--- Task statement ---
Can you set out every line of the records below as a JSON list of strings, with one string per line, blank lines dropped and the pictures left out?

--- Record list ---
_ _ _

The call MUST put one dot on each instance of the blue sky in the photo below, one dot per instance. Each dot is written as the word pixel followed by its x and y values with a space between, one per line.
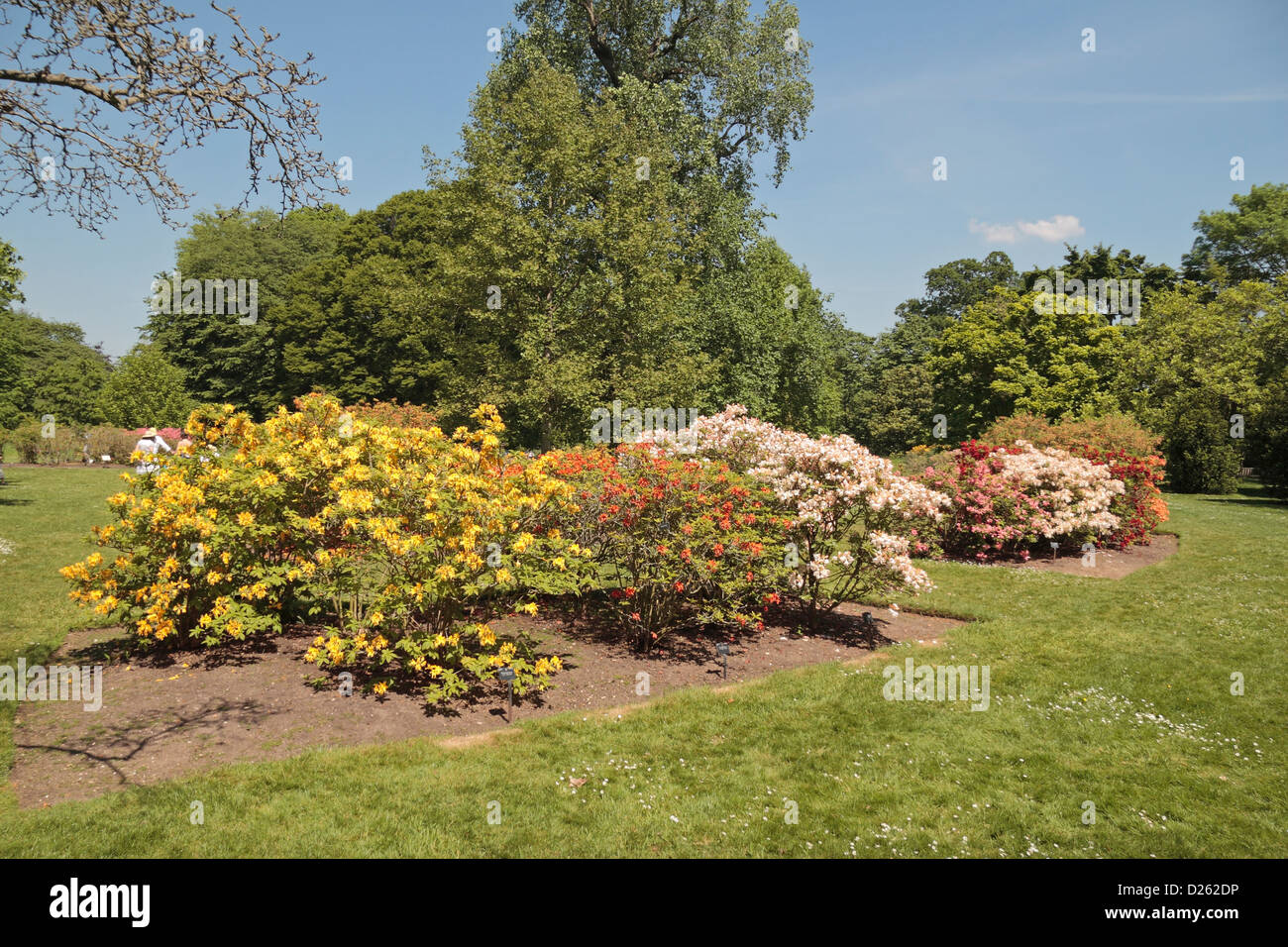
pixel 1043 142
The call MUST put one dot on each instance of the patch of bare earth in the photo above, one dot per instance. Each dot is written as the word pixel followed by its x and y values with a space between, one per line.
pixel 167 716
pixel 1108 564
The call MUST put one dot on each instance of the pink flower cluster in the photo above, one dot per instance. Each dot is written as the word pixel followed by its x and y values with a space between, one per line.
pixel 1006 499
pixel 850 512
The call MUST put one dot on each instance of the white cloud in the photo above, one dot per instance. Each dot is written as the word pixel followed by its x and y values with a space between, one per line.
pixel 995 234
pixel 1052 231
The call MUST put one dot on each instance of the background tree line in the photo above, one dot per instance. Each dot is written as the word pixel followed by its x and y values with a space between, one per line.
pixel 596 237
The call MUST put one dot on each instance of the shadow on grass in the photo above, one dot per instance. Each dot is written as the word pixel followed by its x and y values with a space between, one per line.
pixel 120 744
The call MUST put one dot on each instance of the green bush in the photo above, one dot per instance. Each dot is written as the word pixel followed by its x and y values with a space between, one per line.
pixel 38 442
pixel 1202 457
pixel 1270 440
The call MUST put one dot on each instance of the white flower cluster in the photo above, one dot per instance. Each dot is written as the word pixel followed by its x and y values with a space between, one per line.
pixel 1078 491
pixel 837 492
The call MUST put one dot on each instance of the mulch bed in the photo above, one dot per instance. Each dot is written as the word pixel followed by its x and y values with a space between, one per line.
pixel 1109 564
pixel 172 715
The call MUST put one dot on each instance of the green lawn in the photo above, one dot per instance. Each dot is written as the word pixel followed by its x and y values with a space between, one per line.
pixel 1116 692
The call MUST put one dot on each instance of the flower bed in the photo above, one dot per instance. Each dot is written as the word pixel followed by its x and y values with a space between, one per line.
pixel 1006 499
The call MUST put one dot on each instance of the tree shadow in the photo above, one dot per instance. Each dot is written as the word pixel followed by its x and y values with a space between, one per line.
pixel 124 738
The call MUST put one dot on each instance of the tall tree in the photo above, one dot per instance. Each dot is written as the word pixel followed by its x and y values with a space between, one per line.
pixel 145 389
pixel 52 371
pixel 224 355
pixel 743 77
pixel 1248 243
pixel 574 263
pixel 1010 354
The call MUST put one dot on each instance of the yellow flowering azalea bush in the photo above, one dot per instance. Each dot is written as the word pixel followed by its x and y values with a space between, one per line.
pixel 404 543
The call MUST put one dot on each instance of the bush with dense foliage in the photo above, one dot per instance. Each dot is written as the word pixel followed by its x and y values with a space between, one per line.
pixel 1116 441
pixel 104 441
pixel 47 442
pixel 391 414
pixel 1006 499
pixel 406 541
pixel 683 540
pixel 850 513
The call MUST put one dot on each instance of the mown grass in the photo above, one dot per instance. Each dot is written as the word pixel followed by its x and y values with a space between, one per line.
pixel 1115 692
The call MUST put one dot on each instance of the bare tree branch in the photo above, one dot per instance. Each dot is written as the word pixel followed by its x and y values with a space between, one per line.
pixel 97 94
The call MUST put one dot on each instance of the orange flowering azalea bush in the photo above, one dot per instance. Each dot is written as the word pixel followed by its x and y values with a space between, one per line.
pixel 404 543
pixel 683 540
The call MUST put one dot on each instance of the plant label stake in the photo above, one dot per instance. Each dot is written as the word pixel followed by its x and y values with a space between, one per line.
pixel 722 650
pixel 506 674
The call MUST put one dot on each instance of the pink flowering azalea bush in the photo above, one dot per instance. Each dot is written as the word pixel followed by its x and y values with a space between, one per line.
pixel 1008 499
pixel 849 513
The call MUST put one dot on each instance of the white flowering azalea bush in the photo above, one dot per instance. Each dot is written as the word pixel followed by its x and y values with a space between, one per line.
pixel 1008 497
pixel 850 513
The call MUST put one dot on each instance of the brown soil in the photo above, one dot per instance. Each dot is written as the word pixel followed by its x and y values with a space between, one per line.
pixel 1111 564
pixel 166 716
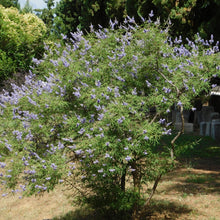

_ _ _

--- Output for this task ---
[
  "The call MUST put one dot on each instance of the blue sky in the photo below, one dot per instance. Each dot is written as the word pixel followed by its x and y values with a space between, one per line.",
  "pixel 1043 142",
  "The call MUST put one dot on each instance of the patch of bare earth in the photo above, one dot per instance. Each dot is written as the word pixel followed by its x and y values with a space between, one per line.",
  "pixel 167 716",
  "pixel 1108 564",
  "The call MUST put one dot on each instance of the pink flower cluster in the photo above, one dot per instance. Each dot is written as the word pixel followed by its x and y values with a space between, one per line.",
  "pixel 1006 499",
  "pixel 850 512",
  "The call MUST put one dot on each instance of the white cloud in the photo above, one dot per instance. Each dot is written as the word pixel followed by its x and y values with a space between, one per line.",
  "pixel 995 234",
  "pixel 1052 231",
  "The call MUST put one dot on each instance of the background tree line in the photo above, one dot per instance. Each dot is written as the word pixel followed by its x and y values with a space between, one per line.",
  "pixel 596 237",
  "The call MUST put one dot on each instance of the shadow on grass in the photo above, one dot per instance. Each dot is written as the word pixel followed by its x and y values with a space between, one per line.",
  "pixel 120 744",
  "The call MUST put one dot on each instance of the green bush in the photo above, one dot per instance. Each dot is written as the word pixel followed by its x and y values with a space between, one per line.",
  "pixel 38 442",
  "pixel 1202 457",
  "pixel 1270 440",
  "The call MUST put one dot on each instance of the white flower cluster in the photo above, one dot per instance. Each dot is written as the word pixel followed by its x and y values with a space between, one per line.",
  "pixel 1078 491",
  "pixel 837 492",
  "The call MUST put one dot on each instance of the mulch bed in the photo above, one dot per instance. Each dot is written as the word pixel followed by its x and y values with a space between, one per line.",
  "pixel 1109 564",
  "pixel 172 715",
  "The call MUST put one dot on each instance of the green lawn in the photo above, one dot per instance. Each dot is written as the word pixel followed by its x and y values with a space between, one per line.",
  "pixel 1116 692",
  "The call MUST put one dot on each instance of the flower bed in the photo above, one dot per instance. Each dot is written as the word pixel followed by its x and y values with a space between, one per line.",
  "pixel 1006 499",
  "The call MUST put one dot on each instance of the tree shadow in the photo above, one dot per instance. Each dot is written as the word pixel followed by its x and y values with a space between, one per line.",
  "pixel 124 738",
  "The call MUST put one dot on each instance of the tall tree in the photo above, one dot per instance. Each dot is written as the word pixel followed by its x and y values with a space between, one per line.",
  "pixel 145 389",
  "pixel 52 371",
  "pixel 224 355",
  "pixel 743 77",
  "pixel 1248 243",
  "pixel 574 263",
  "pixel 1010 354",
  "The call MUST put one dot on each instance of the yellow flowering azalea bush in the photo above, one dot per instance. Each dot is written as the word pixel followed by its x and y values with a space between, one per line.",
  "pixel 404 543",
  "The call MUST put one dot on each instance of the bush with dense foliage in the photo above, one dot per instance. Each dot is written as the word pixel followed by its x and y values with a space between, one per line.",
  "pixel 1116 441",
  "pixel 104 441",
  "pixel 47 442",
  "pixel 391 414",
  "pixel 1006 499",
  "pixel 406 541",
  "pixel 683 540",
  "pixel 850 513",
  "The call MUST put one dot on each instance of the mown grass in the photo above, one dot per instance. Each dot is written as the word pixel followed by its x and y values with a space between, one per line.",
  "pixel 1115 692",
  "The call MUST put one dot on each instance of the bare tree branch in the photo above, one dot per instance. Each dot is written as the word pixel followed by its x and y values with a space between, one per line.",
  "pixel 97 94",
  "The call MUST put one dot on each instance of the orange flowering azalea bush in the photo above, one dot per instance. Each dot is written as the word pixel followed by its x and y values with a space between, one per line.",
  "pixel 404 543",
  "pixel 683 540",
  "The call MUST put one dot on each instance of the plant label stake in the photo above, one dot per instance. Each dot is written as the word pixel followed by its x and y values with a space between, one per line.",
  "pixel 722 650",
  "pixel 506 674",
  "The call MUST put one dot on each instance of the pink flowering azalea bush in the photo above, one dot per instance. Each dot is written as the word pixel followed by its x and y values with a space between, one per line.",
  "pixel 1008 499",
  "pixel 849 513",
  "The call MUST put one dot on each instance of the white flowering azalea bush in the photo above, one dot per instance. Each dot is written as the word pixel followed by its x and y values with a space between, one per line.",
  "pixel 1008 497",
  "pixel 850 513",
  "The call MUST put one dot on each instance of the brown soil in the photo above, one dot per instance. Each dot is written as the word pixel followed by its x and y values with a space between, one per line.",
  "pixel 1111 564",
  "pixel 166 716"
]